• [Problem statement] Give the entries again, exactly as written.

------------------------------------------------

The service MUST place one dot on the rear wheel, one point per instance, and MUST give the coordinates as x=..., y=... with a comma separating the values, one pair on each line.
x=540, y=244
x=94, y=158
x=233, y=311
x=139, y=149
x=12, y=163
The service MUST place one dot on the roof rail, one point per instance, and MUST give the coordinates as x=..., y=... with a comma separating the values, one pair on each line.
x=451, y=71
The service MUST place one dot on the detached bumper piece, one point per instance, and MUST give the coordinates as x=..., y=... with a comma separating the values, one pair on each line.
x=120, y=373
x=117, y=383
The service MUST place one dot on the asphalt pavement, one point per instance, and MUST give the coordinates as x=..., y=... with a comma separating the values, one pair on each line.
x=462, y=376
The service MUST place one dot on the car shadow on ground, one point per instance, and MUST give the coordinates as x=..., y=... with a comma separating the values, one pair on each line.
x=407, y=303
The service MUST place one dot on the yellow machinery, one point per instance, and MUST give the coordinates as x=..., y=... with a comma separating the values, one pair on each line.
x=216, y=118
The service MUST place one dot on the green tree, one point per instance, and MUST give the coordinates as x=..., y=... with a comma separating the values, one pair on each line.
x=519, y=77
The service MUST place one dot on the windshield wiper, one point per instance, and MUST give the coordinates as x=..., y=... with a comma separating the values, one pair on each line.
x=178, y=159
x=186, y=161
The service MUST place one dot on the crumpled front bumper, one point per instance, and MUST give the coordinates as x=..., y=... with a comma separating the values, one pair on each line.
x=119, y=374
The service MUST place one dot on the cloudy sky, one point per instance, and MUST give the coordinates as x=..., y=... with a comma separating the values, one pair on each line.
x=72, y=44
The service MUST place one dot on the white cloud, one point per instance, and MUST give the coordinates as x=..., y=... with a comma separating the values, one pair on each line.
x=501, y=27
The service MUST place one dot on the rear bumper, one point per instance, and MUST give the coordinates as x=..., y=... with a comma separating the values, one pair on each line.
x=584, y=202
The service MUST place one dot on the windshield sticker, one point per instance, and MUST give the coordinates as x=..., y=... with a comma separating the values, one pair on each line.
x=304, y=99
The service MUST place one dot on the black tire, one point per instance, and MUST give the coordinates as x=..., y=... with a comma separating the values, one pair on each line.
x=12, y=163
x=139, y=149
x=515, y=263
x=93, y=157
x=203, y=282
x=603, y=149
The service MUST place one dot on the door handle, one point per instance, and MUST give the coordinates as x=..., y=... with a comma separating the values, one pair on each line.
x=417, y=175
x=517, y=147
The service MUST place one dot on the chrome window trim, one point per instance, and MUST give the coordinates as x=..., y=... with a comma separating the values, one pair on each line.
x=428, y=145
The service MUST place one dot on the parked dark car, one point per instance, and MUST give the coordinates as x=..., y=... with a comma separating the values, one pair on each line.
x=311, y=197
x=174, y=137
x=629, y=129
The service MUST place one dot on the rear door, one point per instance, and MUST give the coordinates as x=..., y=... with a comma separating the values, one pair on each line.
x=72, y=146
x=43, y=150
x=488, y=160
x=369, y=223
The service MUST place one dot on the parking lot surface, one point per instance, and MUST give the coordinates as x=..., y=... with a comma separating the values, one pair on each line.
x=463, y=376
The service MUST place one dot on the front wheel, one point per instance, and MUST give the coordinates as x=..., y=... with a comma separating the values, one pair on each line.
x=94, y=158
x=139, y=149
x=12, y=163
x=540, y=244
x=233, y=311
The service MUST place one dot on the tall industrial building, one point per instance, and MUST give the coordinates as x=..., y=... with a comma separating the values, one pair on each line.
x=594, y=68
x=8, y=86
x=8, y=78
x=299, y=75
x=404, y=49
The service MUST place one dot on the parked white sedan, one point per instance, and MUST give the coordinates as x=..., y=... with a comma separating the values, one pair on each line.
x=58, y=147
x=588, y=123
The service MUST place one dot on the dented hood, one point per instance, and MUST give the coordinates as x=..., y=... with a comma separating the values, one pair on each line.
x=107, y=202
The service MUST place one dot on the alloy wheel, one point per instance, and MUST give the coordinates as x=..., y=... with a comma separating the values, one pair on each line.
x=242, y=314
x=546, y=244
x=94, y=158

------------------------------------------------

• [Solved exercise]
The service MUST place one dot on the rear wheel, one point per instance, and MUST give the coordinates as x=..., y=... with a comma separating the values, one pair on each line.
x=540, y=244
x=94, y=158
x=233, y=311
x=139, y=149
x=12, y=163
The service MUST place one dot on the roof rail, one point per instance, and MUST give the coordinates as x=..., y=... with a comma separating the values, one pair on each line.
x=451, y=71
The service MUST place one dot on the detached bumper piece, one point per instance, and MUST give the coordinates as x=..., y=... with a comma separating the values, one pair on each line.
x=120, y=373
x=117, y=383
The service MUST place one dot on the asphalt pavement, one point per instance, and MUST give the coordinates as x=..., y=... with a comma separating the values, one pair on each line.
x=462, y=376
The service MUST place one dot on the car shadow on ground, one point per instance, and MUST give the coordinates as x=..., y=... with a comma separating the values, one pair on each line.
x=407, y=303
The service MUST place one dot on the yellow machinery, one point per instance, and MUST give the coordinates as x=..., y=... with a comma separating the values, one pair on each line.
x=216, y=118
The service MUST place one dot on the green tree, one point per instance, and MUST give the coordinates as x=..., y=... with a comma separating the values, one pair on each line.
x=519, y=77
The service MUST place one dot on the windshield wiper, one point per instance, and MUST give the coordinates as x=..., y=... with a comma separating the values, one pair on each line.
x=178, y=159
x=186, y=161
The service MUST place one dot on the crumpled front bumper, one point per instance, and MUST give the coordinates as x=..., y=... with a comma separating the values, one pair on each line.
x=119, y=374
The service MUST place one dot on the cloudy sky, one point per instance, and MUST give the coordinates as x=..., y=... with a comma separating the values, one pair on each line.
x=72, y=44
The service MUST place one dot on the white cloud, one point per instance, and MUST give the coordinates as x=..., y=... with a comma separating the values, one pair on each line.
x=501, y=27
The service MUST place one dot on the rear bumper, one point per instance, and MUST give the coordinates as x=..., y=... with a comma separating the values, one pair on each line.
x=584, y=202
The service MUST place one dot on the windshield sticker, one point per instance, and MUST give the coordinates as x=..., y=... with a comma separating the values, one pair on each line.
x=304, y=99
The service MUST place one dot on the black tire, one point per instance, and MUST give the coordinates as x=..., y=... with a comma separating the values, one pair on each line.
x=12, y=163
x=139, y=149
x=515, y=263
x=93, y=157
x=203, y=282
x=603, y=149
The service MUST place one dot on the door handle, one point per instance, and MUST give the coordinates as x=..., y=... with a comma separating the values, one pair on each line.
x=417, y=175
x=517, y=147
The service MUST place one dot on the chrome window trim, one point per instance, and MUST give the coordinates as x=..., y=... with a comma separating the values, one pair on each line.
x=428, y=145
The service MUST place one dot on the parked dark car, one point per instance, and MUST give the coordinates as x=..., y=... with a comma separating the values, one pair on each line.
x=311, y=197
x=174, y=137
x=629, y=129
The service MUST place one dot on the rear door, one point per instance, and MUST give the coordinates as x=..., y=... with a comma separating the values, one pair on each line.
x=72, y=146
x=43, y=150
x=488, y=160
x=369, y=223
The service MUST place one dot on the parking lot surface, one point per instance, and MUST give the coordinates as x=..., y=... with a comma separating the values, one pair on each line.
x=463, y=376
The service MUST place one dot on the front wheel, one point per instance, and MUST give the coordinates as x=..., y=... with a comma separating the values, one pair on each line.
x=94, y=158
x=139, y=149
x=12, y=163
x=540, y=244
x=233, y=311
The service MUST place one dot on the tall industrial building, one point per instance, and MUST give the coordinates as x=..., y=... with a comma separating the values, one pair on each line.
x=594, y=68
x=8, y=86
x=8, y=78
x=299, y=75
x=404, y=49
The service MUST place one dot on the parked white sedan, one point per instance, and MUST give the coordinates as x=..., y=... with a comma separating the values, one pair on each line.
x=58, y=147
x=588, y=123
The service MUST place one dot on the dented hood, one point per instance, and MUST give the coordinates as x=..., y=... with a comma separating the values, one pair on each line.
x=107, y=202
The service MUST place one dot on the alloy wheel, one point per instance, and MUST give the coordinates as x=..., y=... with a comma separating the values, one pair on each line.
x=242, y=314
x=546, y=244
x=94, y=158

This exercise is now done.